Pick out every line in the records that contains the string "water" and copy each one. The match is case-sensitive.

<<<<

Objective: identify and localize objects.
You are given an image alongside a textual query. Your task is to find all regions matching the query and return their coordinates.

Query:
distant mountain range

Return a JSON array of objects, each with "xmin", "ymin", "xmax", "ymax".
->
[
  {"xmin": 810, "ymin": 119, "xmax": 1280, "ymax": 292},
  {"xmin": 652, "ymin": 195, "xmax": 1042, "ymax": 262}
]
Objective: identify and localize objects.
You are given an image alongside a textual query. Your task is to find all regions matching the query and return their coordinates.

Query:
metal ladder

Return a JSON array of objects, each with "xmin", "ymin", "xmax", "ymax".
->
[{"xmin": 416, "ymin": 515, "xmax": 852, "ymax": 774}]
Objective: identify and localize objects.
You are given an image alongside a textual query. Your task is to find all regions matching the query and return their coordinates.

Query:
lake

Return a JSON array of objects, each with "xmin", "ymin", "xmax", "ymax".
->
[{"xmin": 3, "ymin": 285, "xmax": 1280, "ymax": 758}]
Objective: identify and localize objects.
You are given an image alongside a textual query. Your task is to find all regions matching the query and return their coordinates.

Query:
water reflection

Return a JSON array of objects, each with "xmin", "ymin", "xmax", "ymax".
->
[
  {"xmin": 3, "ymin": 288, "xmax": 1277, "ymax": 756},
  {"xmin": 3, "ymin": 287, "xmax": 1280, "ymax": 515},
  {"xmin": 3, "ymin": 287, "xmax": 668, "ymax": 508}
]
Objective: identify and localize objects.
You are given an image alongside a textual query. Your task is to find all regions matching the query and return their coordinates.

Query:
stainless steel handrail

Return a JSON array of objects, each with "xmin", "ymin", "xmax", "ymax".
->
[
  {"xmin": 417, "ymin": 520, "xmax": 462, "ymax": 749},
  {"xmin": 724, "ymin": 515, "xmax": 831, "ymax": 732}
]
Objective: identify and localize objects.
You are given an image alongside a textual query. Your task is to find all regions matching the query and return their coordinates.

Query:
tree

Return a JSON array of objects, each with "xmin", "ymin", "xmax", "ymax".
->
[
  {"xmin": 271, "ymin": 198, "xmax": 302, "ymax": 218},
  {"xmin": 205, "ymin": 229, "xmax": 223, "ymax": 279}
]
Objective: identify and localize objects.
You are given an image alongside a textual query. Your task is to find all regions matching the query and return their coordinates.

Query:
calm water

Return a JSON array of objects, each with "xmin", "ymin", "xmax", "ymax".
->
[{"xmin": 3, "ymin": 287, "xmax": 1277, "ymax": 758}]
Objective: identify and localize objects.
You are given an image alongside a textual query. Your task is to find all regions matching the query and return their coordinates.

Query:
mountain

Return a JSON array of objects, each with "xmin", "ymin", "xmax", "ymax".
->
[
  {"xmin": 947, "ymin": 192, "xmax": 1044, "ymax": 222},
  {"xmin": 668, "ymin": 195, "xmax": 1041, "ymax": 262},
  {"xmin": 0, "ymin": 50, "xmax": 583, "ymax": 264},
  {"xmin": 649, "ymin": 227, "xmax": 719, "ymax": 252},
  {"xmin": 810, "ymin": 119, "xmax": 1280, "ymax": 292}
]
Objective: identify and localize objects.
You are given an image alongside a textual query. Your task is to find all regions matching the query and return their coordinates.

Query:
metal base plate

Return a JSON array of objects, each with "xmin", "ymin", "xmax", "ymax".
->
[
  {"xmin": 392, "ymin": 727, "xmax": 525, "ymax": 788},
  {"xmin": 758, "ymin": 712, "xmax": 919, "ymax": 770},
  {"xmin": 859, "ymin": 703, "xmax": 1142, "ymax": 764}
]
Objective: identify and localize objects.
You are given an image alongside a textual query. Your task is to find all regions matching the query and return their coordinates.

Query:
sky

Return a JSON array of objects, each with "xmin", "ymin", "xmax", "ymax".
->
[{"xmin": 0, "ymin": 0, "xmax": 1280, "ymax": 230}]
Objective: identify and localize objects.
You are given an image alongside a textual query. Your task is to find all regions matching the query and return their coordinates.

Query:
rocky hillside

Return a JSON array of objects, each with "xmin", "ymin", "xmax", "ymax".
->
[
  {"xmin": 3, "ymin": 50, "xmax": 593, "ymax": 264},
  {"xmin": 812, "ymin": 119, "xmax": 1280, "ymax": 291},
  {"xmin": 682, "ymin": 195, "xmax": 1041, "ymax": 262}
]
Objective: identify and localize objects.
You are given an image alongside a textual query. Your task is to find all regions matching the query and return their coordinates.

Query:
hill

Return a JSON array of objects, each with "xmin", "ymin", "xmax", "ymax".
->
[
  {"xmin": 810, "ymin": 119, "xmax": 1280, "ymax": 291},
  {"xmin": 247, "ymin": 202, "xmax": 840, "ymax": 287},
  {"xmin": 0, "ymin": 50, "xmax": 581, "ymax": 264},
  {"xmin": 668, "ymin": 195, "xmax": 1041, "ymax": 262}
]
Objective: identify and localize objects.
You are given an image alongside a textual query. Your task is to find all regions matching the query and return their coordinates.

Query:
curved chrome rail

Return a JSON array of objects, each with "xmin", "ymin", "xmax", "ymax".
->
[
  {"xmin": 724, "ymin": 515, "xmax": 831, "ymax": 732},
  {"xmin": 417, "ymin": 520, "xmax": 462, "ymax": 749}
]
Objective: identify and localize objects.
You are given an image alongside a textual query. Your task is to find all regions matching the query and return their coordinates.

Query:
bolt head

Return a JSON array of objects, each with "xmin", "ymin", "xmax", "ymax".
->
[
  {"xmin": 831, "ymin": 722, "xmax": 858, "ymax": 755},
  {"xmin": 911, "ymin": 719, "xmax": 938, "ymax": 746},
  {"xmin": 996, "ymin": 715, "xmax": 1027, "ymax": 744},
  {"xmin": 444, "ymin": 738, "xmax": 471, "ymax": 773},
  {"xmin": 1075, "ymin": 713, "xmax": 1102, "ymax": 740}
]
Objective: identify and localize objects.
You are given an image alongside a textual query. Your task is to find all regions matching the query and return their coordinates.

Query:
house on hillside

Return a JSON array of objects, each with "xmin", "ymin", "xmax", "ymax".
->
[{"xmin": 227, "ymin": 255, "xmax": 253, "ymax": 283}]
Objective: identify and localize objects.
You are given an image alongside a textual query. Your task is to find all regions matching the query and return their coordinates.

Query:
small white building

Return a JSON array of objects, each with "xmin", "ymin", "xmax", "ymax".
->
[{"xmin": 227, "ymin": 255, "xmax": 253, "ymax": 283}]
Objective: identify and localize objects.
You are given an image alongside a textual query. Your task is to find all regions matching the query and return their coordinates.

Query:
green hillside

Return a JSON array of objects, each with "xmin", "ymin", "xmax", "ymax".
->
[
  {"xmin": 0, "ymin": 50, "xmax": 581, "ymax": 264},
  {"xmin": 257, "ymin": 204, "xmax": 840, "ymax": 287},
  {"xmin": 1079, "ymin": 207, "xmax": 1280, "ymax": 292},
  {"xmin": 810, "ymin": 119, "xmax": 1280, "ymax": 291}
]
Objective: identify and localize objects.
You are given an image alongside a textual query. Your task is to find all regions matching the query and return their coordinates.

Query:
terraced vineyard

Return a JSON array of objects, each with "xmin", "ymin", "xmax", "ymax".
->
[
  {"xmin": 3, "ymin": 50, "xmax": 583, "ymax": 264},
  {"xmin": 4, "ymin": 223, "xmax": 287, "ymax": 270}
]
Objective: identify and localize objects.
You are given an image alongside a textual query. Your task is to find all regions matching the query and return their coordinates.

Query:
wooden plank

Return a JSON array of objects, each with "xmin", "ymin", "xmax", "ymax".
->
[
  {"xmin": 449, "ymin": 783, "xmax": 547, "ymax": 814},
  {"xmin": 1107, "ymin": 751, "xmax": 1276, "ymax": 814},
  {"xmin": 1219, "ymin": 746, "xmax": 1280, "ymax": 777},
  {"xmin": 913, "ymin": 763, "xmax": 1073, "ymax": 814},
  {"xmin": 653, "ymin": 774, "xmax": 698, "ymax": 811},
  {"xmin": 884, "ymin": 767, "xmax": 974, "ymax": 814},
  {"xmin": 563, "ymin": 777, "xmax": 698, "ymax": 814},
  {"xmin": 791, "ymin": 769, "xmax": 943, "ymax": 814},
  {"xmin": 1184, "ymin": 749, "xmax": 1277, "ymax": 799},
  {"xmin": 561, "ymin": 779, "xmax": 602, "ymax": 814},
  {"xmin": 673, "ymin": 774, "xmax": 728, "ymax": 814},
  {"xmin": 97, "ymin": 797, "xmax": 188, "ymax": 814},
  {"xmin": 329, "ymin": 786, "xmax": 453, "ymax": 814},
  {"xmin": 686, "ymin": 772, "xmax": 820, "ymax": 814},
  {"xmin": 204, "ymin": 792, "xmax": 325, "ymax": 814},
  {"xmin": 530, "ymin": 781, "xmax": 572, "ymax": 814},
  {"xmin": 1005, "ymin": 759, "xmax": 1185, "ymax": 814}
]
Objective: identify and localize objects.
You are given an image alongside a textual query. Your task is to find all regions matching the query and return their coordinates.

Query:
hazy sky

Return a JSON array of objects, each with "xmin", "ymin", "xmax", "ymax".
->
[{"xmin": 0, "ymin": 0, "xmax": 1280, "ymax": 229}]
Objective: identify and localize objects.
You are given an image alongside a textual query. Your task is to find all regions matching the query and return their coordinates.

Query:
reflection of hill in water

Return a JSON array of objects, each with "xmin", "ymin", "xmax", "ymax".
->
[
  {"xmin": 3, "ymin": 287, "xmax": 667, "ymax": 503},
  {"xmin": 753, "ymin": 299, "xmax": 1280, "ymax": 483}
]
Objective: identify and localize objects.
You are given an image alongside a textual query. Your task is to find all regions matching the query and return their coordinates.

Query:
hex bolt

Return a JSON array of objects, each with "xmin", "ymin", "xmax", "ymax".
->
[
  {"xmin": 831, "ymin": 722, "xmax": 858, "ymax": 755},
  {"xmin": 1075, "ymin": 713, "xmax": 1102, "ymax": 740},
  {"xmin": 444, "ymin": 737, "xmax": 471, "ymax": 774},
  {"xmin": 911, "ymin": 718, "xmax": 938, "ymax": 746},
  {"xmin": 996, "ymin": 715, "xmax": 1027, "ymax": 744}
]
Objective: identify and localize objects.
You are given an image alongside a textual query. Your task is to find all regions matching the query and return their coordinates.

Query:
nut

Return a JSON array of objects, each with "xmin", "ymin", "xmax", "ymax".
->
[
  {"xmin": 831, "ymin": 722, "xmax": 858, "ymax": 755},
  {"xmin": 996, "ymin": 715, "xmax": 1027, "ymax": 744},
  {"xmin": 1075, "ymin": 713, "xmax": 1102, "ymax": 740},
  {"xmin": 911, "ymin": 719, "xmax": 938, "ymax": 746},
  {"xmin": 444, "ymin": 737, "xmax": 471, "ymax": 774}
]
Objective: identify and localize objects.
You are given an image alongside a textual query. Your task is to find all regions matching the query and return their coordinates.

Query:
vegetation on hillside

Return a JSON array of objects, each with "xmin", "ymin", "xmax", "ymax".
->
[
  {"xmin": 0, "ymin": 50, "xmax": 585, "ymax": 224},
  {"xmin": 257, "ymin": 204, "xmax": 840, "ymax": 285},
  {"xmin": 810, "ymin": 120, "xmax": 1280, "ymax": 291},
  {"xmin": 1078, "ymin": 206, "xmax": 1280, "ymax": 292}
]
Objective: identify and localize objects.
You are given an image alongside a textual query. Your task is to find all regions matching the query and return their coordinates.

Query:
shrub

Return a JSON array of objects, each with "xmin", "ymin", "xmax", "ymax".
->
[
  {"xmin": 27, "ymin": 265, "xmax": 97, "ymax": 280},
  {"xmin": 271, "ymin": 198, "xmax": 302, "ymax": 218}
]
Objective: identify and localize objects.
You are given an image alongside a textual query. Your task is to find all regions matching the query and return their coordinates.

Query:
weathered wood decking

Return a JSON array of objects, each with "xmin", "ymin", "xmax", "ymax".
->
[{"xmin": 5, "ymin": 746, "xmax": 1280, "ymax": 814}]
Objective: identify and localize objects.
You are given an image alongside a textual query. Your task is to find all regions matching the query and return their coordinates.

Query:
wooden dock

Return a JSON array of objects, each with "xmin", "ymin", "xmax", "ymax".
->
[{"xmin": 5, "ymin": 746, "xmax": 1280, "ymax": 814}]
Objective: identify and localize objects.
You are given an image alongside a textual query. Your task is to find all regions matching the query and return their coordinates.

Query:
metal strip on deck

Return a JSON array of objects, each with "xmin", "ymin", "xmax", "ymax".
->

>>>>

* _Complete response_
water reflection
calm water
reflection of hill in water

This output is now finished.